== EXERCISE REQUIREMENTS ==
Which lines in the listing below contain the string "cookie"? Pick out and copy each of those lines in full, treating uppercase and lowercase as different.

== SUPPLIED DATA ==

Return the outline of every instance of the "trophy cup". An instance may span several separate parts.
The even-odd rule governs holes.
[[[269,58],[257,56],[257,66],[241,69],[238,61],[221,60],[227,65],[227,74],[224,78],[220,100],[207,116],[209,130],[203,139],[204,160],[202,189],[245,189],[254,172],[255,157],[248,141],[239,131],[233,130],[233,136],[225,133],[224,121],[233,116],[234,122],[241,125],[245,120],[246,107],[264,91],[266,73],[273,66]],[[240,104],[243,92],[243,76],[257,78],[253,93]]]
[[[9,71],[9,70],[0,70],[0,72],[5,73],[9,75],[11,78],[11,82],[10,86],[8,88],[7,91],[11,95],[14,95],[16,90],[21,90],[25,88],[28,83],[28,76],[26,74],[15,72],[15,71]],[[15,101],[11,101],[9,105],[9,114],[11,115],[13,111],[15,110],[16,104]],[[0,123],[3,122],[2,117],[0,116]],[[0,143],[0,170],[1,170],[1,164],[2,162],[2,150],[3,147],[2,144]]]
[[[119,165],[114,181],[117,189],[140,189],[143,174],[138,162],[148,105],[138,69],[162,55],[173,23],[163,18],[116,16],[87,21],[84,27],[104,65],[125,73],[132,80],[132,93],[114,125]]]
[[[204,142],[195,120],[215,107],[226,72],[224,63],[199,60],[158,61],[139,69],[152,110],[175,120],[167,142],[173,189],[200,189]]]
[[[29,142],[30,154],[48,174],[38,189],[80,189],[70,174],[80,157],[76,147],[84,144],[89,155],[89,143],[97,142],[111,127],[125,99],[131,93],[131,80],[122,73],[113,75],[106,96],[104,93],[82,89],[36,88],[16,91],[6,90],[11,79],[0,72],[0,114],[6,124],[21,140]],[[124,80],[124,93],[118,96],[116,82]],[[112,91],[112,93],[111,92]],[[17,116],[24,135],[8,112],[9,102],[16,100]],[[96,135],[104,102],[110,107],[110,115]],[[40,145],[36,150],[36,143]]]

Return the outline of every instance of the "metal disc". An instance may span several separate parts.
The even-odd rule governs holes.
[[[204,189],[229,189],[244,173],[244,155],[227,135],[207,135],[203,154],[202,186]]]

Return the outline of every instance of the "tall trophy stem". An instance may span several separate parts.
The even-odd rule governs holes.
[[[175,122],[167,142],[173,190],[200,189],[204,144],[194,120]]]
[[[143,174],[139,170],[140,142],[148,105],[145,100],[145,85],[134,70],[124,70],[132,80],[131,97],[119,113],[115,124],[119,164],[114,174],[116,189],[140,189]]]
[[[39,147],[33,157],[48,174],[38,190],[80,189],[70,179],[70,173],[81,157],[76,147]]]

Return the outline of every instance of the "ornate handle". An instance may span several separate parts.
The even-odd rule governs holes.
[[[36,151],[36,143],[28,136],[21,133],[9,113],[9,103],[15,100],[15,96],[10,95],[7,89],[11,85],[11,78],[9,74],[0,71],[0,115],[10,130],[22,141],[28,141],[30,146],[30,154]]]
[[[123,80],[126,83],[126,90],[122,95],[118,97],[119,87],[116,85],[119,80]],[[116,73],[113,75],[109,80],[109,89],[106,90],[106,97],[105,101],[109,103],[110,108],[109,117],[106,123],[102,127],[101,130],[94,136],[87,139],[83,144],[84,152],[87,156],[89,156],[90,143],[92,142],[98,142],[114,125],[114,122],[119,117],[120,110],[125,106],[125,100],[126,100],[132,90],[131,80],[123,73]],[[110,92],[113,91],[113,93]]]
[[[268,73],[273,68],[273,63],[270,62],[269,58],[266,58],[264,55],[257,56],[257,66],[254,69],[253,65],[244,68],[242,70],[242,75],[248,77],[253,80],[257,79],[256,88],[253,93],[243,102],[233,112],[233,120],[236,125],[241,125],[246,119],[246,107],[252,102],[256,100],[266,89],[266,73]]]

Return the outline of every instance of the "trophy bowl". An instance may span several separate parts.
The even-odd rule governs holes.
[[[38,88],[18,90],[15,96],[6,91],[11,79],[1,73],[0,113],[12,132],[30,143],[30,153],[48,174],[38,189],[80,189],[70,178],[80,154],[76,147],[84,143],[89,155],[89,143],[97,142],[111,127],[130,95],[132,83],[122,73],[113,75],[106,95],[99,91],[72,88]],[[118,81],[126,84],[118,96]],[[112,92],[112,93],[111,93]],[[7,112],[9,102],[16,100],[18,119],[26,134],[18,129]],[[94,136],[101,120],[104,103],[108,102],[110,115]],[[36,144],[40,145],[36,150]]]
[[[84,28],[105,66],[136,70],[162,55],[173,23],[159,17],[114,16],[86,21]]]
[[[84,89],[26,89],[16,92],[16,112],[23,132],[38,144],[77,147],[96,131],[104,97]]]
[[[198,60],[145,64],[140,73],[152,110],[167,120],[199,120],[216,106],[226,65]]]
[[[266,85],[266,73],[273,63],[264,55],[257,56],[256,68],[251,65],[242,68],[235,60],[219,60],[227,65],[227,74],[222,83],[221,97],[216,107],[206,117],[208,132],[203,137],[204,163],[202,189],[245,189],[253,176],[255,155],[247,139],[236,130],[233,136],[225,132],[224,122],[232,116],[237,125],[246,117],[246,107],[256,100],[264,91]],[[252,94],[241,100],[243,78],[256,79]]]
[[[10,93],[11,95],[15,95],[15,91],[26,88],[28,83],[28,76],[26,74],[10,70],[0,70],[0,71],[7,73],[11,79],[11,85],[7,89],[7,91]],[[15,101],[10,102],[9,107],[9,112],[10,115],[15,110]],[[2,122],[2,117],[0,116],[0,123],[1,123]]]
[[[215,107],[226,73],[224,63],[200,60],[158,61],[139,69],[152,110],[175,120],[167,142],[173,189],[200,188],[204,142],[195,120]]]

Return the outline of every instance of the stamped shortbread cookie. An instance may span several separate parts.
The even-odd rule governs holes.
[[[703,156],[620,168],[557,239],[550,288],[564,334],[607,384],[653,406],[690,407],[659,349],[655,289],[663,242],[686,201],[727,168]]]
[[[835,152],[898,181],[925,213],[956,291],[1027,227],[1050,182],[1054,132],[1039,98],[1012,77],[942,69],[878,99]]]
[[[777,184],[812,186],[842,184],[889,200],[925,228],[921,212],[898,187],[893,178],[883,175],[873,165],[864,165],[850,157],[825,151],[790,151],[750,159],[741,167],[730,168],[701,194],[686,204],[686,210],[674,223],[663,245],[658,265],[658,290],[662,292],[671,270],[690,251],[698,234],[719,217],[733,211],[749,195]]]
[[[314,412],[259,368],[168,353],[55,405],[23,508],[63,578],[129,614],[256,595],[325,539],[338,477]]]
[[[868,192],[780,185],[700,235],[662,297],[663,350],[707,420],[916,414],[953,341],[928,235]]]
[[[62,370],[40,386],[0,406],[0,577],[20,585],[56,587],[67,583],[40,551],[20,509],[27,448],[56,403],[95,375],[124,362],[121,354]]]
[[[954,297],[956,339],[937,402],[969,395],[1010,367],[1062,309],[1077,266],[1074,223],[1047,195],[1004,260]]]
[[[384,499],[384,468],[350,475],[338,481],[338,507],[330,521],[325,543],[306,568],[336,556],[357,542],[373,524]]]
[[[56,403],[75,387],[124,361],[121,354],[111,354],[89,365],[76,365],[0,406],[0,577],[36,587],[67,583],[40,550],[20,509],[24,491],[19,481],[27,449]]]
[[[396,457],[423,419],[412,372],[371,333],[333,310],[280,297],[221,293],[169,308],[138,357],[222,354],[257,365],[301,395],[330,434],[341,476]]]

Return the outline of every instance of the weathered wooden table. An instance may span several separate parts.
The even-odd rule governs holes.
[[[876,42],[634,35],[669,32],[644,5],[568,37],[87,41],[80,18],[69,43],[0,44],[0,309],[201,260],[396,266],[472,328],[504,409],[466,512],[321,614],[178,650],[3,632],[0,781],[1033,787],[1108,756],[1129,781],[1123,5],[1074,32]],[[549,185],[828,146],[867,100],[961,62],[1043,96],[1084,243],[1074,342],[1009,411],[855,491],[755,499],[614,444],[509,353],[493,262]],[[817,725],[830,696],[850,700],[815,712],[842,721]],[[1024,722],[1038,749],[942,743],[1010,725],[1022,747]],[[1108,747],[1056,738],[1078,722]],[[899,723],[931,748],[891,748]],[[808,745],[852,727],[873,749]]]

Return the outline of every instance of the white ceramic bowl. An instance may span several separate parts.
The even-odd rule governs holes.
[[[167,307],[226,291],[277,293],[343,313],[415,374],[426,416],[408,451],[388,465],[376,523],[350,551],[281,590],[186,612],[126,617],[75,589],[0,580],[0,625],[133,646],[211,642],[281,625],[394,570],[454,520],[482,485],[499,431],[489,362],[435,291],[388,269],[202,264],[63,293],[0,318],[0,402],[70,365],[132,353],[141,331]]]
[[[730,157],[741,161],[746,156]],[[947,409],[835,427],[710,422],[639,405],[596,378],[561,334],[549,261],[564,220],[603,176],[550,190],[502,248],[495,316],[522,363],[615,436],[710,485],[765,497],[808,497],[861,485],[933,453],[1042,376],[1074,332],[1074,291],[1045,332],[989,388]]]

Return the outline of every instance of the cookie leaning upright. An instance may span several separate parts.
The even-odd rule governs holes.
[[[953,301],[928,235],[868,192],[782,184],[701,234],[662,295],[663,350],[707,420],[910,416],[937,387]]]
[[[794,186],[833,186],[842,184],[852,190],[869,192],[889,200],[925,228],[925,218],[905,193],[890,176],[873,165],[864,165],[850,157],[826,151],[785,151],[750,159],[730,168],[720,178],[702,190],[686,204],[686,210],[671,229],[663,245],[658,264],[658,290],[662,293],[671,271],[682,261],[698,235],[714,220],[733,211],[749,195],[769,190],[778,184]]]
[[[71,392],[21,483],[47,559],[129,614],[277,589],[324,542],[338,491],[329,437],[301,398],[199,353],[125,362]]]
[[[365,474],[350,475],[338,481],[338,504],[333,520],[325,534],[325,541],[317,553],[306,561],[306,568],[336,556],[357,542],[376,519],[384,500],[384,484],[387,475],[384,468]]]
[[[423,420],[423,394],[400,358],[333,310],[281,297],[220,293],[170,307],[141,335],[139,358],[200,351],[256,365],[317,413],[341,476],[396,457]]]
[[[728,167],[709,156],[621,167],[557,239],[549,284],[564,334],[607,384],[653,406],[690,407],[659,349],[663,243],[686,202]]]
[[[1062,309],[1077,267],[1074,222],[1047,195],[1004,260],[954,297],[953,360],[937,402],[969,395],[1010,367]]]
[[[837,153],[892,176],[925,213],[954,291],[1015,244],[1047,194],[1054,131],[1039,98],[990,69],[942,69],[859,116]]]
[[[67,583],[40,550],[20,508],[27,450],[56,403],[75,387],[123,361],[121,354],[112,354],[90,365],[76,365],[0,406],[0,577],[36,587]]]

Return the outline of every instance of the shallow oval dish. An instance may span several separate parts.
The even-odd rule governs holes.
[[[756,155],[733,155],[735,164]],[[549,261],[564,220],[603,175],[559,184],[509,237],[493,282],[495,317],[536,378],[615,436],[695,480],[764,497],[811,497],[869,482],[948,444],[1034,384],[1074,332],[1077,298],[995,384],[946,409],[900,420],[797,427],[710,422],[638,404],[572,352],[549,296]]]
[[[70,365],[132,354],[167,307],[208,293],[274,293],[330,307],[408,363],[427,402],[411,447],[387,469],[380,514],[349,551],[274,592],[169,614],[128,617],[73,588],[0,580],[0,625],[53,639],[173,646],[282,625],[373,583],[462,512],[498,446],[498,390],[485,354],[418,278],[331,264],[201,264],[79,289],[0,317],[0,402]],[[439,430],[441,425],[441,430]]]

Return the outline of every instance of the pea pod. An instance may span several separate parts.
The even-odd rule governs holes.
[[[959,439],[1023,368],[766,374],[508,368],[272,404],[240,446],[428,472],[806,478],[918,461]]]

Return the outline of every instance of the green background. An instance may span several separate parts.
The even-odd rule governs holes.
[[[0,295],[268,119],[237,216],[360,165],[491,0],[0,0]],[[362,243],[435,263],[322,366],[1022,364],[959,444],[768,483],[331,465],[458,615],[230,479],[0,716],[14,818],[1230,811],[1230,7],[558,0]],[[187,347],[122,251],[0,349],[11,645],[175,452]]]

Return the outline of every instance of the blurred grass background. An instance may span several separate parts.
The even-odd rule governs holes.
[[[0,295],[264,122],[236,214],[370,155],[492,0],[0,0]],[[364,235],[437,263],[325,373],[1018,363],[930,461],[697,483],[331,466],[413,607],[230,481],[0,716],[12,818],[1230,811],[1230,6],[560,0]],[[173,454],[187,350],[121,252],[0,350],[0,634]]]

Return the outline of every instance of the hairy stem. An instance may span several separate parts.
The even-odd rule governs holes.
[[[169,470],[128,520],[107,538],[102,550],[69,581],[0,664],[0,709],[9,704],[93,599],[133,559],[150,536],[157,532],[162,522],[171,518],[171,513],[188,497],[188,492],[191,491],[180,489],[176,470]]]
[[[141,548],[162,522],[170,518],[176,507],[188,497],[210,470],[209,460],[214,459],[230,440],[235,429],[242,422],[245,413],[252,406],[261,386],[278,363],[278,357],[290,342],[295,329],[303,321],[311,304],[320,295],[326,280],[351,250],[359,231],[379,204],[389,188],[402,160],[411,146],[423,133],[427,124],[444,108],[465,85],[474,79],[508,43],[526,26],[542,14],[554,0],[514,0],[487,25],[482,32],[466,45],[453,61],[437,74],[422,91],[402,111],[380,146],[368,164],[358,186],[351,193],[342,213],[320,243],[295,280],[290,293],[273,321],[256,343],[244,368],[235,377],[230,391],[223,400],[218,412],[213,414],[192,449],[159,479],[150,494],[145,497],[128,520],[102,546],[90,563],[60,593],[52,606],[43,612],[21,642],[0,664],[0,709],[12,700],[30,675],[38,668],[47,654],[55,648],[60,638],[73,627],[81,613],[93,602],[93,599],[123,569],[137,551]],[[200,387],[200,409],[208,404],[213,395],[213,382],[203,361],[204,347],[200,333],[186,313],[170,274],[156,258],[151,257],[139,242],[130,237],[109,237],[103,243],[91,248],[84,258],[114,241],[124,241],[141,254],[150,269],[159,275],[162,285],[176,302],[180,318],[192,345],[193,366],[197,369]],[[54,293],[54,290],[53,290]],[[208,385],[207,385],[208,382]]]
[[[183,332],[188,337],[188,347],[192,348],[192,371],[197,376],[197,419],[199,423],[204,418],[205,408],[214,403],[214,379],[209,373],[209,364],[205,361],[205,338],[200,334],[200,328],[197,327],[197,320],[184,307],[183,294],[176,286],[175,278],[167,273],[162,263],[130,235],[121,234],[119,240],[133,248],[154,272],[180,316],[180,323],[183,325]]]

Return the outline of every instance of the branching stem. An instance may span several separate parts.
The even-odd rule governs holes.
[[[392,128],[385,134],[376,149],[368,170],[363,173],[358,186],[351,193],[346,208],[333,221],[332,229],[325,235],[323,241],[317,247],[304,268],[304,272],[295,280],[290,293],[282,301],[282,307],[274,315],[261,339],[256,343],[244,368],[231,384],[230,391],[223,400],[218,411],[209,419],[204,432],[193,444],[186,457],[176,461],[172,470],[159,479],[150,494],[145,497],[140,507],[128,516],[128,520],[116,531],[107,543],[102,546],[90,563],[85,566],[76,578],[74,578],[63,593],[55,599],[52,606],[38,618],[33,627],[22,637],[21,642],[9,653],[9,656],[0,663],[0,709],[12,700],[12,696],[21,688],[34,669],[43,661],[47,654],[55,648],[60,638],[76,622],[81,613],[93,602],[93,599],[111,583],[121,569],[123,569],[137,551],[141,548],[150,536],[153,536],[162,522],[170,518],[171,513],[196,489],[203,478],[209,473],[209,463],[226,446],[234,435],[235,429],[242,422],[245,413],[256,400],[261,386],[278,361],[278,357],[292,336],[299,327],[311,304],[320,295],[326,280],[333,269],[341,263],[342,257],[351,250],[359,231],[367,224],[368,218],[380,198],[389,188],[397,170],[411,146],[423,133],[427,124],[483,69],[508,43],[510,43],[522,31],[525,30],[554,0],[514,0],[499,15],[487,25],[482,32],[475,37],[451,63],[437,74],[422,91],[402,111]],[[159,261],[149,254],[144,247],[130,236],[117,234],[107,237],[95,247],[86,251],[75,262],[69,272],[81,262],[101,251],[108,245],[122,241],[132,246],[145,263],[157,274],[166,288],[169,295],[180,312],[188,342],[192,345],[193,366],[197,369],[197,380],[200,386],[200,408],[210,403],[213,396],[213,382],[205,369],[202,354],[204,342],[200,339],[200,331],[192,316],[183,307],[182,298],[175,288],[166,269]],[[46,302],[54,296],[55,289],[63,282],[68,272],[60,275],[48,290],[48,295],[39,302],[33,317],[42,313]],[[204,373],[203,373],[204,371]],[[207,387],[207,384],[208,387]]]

== WRITTEN RESPONSE ==
Return the outline of every instance of the stamped shortbread cookie. An instance may span several separate parts.
Return the outline of every instance of the cookie leaning upright. An instance may span several separate parts.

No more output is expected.